■ Aim: Print exactly the lines from the one containing "Question. Indicate each instance of the dark eyebrow" through the last line of the listing, both included.
===== Provided records =====
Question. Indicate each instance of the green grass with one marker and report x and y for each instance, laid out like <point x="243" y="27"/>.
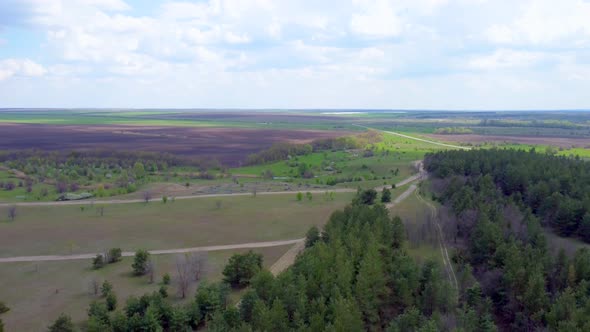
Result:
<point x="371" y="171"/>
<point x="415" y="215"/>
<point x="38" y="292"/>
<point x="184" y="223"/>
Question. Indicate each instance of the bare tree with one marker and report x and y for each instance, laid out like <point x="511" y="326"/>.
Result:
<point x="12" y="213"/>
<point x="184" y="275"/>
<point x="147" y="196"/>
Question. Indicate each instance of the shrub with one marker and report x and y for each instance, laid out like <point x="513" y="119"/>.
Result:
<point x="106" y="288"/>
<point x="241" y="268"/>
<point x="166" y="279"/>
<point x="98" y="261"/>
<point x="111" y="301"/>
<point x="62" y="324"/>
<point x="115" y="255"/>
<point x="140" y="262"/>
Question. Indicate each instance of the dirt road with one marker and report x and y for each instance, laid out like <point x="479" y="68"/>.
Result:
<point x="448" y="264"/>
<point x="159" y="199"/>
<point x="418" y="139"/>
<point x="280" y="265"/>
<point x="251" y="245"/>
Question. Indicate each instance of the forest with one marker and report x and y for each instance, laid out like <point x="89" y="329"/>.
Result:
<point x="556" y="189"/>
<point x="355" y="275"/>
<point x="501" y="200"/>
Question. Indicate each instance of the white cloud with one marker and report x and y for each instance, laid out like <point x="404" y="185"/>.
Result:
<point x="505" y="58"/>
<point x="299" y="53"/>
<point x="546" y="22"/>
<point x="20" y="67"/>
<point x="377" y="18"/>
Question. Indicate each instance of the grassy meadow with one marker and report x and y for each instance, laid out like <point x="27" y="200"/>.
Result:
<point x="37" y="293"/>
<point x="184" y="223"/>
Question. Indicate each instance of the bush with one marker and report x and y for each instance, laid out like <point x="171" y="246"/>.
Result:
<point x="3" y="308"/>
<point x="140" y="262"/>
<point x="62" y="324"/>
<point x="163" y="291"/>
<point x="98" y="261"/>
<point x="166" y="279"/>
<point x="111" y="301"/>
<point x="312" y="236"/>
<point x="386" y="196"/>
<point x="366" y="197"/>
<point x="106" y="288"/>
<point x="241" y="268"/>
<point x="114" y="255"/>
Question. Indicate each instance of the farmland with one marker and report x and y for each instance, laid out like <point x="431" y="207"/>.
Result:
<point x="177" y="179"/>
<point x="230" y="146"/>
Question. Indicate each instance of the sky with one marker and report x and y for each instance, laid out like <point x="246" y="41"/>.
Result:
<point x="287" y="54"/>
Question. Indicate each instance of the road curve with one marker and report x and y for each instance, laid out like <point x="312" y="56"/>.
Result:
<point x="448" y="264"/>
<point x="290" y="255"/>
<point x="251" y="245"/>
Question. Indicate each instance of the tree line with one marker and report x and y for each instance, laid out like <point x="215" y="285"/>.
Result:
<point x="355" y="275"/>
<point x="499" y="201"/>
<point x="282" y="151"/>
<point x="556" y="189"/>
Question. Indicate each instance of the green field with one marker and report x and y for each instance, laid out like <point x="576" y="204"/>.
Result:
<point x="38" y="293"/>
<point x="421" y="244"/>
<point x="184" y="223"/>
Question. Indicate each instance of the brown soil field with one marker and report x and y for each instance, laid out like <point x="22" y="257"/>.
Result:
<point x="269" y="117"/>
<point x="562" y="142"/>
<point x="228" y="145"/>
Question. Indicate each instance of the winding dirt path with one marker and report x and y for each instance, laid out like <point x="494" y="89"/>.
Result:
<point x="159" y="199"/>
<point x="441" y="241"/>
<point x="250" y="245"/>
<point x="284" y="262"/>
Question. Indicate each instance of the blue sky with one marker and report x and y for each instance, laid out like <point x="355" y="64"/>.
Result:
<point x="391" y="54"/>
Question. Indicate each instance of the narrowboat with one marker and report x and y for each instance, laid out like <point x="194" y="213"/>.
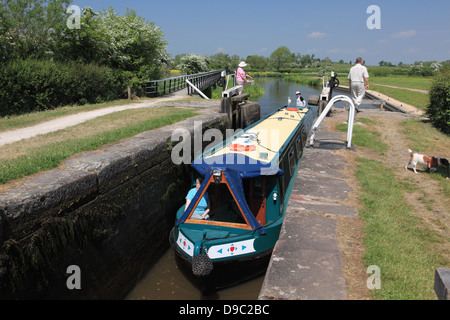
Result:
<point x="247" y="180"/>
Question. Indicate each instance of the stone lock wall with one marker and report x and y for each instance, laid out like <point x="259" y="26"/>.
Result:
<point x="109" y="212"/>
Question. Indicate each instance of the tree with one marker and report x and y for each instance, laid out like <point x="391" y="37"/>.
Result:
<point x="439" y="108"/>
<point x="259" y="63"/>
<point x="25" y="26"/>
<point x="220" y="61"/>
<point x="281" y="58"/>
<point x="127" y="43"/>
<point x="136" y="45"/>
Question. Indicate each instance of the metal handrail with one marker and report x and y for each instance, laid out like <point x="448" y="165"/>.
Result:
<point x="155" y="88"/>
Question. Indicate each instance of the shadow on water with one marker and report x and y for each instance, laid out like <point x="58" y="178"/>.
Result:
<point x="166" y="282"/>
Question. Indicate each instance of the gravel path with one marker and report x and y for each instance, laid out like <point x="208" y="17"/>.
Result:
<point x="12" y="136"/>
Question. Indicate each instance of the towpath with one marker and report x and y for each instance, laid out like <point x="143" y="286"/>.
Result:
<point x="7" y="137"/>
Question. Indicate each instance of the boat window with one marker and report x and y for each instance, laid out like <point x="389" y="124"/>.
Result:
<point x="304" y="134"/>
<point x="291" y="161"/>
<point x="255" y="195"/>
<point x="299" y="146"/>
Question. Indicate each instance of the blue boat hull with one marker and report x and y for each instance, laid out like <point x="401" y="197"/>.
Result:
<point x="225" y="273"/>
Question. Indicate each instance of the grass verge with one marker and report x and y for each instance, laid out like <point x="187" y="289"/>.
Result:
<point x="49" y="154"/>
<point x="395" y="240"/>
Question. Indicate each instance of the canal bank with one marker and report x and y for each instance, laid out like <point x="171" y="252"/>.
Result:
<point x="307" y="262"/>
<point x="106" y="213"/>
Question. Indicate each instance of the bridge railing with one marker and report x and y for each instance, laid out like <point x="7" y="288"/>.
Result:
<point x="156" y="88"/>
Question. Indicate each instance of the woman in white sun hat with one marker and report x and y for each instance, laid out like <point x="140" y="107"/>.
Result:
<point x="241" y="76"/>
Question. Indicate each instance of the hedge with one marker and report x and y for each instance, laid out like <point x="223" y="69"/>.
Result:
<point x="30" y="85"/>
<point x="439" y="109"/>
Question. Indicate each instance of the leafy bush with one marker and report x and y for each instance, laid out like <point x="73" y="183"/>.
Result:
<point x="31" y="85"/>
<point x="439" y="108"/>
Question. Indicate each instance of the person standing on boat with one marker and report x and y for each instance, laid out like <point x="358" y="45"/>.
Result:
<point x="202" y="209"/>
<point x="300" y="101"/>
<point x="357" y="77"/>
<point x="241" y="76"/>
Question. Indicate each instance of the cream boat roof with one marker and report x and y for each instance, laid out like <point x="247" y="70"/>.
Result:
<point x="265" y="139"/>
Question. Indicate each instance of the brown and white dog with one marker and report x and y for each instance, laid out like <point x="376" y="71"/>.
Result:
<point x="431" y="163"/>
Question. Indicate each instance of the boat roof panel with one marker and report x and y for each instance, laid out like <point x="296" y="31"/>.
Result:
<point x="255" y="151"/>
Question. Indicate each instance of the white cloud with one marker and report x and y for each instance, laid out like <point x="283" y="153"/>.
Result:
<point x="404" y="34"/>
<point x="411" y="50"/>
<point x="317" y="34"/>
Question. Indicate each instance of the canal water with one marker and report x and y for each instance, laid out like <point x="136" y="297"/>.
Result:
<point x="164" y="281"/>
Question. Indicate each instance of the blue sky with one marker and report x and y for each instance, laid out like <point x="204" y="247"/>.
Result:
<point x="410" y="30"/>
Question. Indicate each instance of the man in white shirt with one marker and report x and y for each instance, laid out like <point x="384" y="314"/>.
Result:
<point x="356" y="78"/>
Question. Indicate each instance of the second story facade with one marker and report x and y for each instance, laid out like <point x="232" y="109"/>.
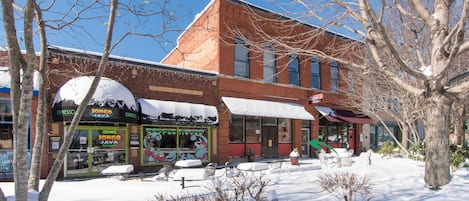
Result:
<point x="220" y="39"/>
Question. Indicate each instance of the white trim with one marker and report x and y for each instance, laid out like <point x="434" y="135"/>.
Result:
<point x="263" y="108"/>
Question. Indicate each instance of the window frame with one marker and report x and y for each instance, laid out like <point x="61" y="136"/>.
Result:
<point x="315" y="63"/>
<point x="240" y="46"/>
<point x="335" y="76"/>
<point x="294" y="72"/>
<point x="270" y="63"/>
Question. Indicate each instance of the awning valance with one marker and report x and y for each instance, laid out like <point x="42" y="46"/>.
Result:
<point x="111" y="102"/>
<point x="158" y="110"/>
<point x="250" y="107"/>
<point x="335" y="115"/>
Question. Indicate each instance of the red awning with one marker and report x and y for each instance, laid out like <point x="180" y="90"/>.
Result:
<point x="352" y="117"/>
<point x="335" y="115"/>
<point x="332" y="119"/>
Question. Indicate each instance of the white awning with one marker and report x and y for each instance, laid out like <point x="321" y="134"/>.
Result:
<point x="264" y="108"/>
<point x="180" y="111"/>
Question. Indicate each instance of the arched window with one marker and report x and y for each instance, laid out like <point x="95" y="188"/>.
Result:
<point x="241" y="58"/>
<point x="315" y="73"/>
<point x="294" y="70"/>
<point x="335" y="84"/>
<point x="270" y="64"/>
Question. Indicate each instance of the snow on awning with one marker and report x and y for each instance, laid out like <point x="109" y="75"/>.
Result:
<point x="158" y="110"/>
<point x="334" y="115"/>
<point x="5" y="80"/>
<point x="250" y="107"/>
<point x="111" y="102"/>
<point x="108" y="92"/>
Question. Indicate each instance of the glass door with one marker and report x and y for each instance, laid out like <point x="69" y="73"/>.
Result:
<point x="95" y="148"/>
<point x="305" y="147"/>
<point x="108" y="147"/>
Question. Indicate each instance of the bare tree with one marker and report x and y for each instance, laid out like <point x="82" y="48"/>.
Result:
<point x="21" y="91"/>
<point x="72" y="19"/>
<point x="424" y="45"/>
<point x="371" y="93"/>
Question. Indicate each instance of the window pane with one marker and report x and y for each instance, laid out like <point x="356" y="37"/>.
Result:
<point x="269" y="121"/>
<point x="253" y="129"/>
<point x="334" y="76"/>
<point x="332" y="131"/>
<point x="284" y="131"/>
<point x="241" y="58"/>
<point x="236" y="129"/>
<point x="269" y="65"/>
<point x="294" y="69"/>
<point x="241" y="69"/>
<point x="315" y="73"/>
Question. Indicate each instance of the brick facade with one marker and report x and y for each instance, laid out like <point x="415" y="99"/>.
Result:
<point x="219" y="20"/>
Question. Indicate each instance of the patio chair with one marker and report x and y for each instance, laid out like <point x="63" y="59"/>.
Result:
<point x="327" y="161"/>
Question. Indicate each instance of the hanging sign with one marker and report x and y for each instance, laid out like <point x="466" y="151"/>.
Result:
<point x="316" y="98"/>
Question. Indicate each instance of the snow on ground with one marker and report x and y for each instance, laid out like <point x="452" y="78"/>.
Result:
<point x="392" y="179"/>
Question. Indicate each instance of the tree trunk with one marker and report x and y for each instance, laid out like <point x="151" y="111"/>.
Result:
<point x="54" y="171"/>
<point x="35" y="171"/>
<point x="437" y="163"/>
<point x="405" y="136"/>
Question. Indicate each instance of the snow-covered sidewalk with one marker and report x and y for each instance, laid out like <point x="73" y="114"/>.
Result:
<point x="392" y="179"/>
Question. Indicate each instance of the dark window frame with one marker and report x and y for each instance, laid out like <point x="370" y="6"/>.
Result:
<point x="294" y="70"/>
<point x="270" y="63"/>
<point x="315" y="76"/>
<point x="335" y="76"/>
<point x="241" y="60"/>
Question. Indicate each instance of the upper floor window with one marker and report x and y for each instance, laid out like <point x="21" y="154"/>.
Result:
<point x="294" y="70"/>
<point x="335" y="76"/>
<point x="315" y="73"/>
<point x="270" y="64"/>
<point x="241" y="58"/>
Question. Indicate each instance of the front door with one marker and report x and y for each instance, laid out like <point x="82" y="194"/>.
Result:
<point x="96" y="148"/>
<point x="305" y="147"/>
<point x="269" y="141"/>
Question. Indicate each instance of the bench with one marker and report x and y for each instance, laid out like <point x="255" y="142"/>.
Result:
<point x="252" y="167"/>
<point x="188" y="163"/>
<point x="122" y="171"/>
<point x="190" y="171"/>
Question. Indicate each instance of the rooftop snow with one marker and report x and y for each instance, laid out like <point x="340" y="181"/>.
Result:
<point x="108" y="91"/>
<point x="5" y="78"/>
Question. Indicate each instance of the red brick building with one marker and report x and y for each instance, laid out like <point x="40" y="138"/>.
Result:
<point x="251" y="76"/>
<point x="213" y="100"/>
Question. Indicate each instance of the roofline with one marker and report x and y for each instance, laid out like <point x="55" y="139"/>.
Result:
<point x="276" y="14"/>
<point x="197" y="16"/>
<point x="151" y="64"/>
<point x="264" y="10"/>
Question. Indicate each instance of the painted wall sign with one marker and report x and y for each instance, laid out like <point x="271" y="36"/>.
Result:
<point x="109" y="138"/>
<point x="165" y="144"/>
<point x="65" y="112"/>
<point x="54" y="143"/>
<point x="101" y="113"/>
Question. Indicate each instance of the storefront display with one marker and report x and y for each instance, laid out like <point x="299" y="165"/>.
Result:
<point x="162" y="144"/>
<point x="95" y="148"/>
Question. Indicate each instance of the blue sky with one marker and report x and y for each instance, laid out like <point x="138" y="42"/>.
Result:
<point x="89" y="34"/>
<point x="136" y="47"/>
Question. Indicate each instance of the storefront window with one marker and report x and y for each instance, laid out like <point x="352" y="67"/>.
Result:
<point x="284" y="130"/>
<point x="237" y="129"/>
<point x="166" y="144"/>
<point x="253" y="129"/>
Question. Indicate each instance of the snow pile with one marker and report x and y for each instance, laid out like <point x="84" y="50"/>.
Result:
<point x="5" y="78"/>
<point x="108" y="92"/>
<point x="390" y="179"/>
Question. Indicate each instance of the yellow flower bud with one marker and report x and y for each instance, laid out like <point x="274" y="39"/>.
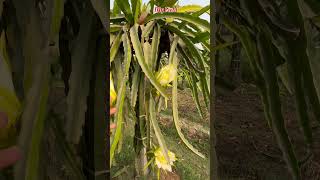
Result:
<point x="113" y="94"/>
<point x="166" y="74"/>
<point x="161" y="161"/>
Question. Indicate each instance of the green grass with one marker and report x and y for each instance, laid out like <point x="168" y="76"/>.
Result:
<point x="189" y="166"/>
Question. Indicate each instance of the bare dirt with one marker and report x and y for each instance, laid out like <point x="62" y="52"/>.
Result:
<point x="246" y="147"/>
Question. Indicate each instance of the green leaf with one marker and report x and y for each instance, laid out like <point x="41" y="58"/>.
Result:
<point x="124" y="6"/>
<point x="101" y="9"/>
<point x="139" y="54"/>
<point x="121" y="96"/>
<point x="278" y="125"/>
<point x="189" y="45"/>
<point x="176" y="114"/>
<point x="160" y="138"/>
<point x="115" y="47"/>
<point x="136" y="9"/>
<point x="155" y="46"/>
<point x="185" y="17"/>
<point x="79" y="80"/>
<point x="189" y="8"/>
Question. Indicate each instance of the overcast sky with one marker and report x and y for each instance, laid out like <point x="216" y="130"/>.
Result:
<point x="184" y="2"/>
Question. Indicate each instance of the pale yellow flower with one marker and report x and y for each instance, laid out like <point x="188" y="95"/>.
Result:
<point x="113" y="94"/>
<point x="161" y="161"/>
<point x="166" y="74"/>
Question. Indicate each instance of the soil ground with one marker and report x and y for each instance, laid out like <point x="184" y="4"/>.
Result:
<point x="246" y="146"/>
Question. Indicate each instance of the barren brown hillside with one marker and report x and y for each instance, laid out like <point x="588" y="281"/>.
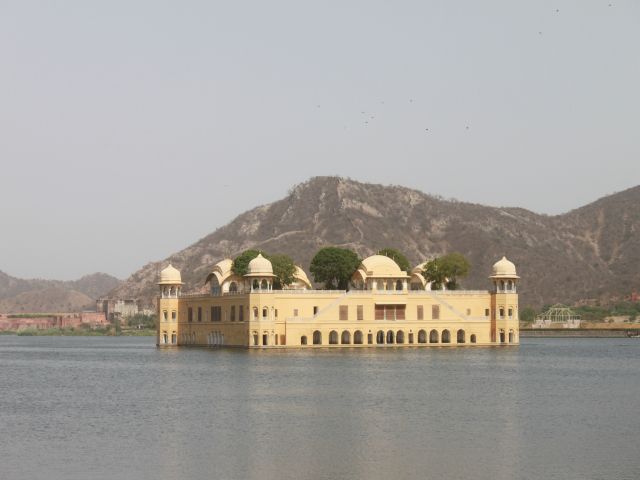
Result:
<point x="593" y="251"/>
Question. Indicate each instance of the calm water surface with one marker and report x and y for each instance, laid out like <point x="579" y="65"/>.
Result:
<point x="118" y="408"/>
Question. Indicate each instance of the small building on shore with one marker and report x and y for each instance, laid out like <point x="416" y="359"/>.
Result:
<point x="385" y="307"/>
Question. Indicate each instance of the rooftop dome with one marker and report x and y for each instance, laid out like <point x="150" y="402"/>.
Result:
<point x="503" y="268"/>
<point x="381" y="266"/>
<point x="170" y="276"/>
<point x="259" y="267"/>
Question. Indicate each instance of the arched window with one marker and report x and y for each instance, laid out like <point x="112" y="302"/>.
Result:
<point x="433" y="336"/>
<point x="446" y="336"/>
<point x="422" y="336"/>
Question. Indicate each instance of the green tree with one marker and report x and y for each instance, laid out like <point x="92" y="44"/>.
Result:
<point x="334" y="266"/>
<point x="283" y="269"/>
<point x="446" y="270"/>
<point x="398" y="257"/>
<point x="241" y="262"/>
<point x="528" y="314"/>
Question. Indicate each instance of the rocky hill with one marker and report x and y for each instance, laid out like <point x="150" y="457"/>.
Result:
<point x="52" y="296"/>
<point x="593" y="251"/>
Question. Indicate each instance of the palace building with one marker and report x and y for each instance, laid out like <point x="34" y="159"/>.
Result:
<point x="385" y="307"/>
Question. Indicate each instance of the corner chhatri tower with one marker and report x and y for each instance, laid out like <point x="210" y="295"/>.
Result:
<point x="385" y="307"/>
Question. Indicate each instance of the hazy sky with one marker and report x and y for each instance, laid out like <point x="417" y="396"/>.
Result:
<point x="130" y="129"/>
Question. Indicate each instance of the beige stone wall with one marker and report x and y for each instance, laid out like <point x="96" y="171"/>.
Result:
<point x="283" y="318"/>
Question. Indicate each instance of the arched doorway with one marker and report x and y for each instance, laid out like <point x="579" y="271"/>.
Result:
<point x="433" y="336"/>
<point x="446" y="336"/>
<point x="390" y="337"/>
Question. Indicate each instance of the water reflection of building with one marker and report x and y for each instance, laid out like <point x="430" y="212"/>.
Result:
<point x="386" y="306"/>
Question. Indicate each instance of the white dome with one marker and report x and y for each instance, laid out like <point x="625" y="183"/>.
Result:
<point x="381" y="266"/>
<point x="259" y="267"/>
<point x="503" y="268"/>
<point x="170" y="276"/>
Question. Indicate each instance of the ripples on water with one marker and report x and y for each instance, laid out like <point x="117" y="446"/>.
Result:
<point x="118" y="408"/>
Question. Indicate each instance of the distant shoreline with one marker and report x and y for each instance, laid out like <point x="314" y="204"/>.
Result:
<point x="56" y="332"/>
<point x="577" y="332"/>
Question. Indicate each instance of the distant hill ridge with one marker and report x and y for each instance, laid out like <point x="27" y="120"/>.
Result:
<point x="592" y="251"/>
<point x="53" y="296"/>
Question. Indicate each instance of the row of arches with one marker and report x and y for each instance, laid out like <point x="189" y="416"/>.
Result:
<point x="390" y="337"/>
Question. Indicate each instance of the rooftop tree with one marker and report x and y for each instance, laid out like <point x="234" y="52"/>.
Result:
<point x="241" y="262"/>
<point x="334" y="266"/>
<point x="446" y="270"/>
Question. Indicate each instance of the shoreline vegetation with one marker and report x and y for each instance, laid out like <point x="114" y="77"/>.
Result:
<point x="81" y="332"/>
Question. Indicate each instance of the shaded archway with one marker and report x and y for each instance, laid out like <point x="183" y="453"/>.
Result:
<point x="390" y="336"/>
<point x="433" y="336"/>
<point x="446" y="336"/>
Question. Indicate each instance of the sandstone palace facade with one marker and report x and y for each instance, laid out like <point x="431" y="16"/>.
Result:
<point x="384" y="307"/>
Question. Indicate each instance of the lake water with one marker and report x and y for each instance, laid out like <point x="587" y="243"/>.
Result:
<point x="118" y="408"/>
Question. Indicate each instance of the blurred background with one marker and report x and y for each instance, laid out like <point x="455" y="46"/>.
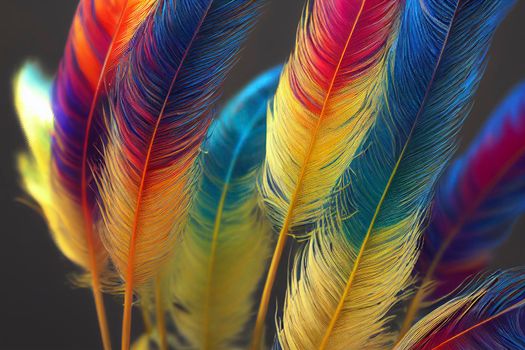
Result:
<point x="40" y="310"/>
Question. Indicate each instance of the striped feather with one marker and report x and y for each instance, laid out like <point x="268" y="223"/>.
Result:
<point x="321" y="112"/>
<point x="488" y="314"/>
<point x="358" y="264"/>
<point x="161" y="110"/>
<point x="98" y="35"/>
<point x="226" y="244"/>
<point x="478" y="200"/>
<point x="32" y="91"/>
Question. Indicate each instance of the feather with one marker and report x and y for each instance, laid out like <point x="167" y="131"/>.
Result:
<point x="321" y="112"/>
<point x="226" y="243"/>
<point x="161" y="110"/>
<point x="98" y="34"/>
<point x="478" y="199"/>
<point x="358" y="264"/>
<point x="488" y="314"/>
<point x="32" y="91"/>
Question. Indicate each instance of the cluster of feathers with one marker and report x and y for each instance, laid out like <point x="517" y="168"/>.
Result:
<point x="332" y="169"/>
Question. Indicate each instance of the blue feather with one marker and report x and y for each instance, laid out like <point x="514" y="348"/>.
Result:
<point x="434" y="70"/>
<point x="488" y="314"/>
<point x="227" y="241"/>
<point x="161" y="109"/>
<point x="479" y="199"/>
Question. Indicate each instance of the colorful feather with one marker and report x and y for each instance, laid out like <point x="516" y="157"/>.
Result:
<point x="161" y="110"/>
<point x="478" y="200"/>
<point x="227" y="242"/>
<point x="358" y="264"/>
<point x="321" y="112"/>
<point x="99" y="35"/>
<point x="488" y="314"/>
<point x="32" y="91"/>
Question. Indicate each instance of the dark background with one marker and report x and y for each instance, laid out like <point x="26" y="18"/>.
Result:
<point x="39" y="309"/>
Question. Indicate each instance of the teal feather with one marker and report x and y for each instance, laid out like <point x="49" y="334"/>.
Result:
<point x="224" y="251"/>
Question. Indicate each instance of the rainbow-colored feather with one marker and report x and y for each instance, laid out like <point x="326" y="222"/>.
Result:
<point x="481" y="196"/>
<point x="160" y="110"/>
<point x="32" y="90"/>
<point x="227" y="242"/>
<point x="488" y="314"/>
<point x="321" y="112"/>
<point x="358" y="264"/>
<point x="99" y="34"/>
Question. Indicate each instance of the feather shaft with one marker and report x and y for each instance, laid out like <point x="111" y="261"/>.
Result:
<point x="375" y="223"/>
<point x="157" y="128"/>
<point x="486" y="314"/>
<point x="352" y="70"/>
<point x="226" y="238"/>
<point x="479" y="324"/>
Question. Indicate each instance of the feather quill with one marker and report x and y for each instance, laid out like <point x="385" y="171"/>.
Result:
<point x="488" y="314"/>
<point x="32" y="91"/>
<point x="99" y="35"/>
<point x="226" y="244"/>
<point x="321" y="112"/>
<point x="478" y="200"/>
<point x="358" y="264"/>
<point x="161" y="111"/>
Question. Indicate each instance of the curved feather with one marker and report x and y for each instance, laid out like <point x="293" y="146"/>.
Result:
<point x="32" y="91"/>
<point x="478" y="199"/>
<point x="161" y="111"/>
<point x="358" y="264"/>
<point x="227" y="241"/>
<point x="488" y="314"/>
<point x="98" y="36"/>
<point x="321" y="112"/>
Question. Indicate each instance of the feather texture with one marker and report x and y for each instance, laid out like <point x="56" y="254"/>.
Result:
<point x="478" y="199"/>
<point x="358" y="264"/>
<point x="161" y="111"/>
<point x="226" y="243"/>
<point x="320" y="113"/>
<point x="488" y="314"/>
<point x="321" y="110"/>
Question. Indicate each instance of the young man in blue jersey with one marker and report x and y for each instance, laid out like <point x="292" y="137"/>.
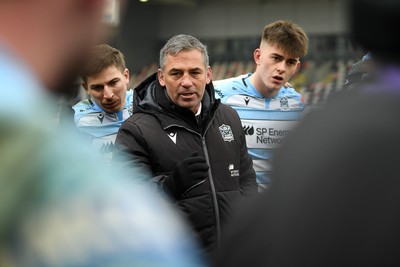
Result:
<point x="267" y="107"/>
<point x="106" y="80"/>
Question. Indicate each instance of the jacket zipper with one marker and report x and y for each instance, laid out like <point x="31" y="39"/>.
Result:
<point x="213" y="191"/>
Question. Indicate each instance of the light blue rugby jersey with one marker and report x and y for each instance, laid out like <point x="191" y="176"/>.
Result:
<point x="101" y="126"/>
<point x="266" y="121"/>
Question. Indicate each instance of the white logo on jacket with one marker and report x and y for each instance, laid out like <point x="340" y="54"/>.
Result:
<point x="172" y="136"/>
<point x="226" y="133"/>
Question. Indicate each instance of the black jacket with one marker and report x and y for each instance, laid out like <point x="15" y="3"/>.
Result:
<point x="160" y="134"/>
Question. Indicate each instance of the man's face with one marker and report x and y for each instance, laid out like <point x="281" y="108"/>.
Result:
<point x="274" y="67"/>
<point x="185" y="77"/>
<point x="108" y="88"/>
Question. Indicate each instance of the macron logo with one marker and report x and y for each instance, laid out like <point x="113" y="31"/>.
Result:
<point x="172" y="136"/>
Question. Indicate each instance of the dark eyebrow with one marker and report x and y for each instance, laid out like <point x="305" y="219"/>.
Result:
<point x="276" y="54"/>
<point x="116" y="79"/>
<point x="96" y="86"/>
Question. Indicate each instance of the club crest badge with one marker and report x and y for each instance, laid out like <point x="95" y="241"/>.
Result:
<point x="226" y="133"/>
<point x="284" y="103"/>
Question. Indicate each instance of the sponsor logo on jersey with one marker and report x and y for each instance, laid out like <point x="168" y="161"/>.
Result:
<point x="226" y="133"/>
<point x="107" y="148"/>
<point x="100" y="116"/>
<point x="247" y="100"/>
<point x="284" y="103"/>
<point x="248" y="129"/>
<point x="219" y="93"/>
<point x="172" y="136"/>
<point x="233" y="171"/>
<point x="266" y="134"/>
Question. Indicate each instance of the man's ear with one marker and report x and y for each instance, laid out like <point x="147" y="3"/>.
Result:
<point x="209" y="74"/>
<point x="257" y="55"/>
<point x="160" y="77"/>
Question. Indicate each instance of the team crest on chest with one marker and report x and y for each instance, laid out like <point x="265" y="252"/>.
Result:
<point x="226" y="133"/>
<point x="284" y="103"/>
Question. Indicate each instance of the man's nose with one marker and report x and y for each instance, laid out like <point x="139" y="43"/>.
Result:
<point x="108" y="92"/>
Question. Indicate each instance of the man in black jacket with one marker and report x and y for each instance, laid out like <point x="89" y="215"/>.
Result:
=====
■ Finished task:
Question. Indicate each instance of the dark eyebrow with one marker and report x and y for each instance, laid out like <point x="305" y="219"/>.
Result:
<point x="276" y="54"/>
<point x="116" y="79"/>
<point x="96" y="86"/>
Question. Indicate each instance of the club crest badge with one marker and report x and y for each instance, laid out like <point x="95" y="241"/>.
Result:
<point x="226" y="133"/>
<point x="284" y="103"/>
Question. Indicate each instance of the sponsor logo on jersey with one marker and report x and y for each instance, laid out like <point x="168" y="161"/>.
Result:
<point x="226" y="133"/>
<point x="107" y="148"/>
<point x="100" y="116"/>
<point x="247" y="100"/>
<point x="284" y="103"/>
<point x="248" y="129"/>
<point x="219" y="93"/>
<point x="172" y="136"/>
<point x="233" y="171"/>
<point x="266" y="134"/>
Question. Indicate each instance of the man's ear with one marker and report x and y for each instance, laid out like <point x="147" y="3"/>.
Result:
<point x="209" y="74"/>
<point x="257" y="55"/>
<point x="160" y="77"/>
Question. Indicate each instance of the team crest on chest with one marker and report x and y for each instance, laid out like <point x="265" y="252"/>.
Result:
<point x="226" y="133"/>
<point x="284" y="103"/>
Question. Indicate each instance of the man's nose with one marker and report x and y for each instance, laid out like <point x="139" y="43"/>.
Result:
<point x="108" y="92"/>
Question. Indicate each instance of the man in black jacket with one marker and report x and y for each instance, laid out like <point x="89" y="215"/>.
Result:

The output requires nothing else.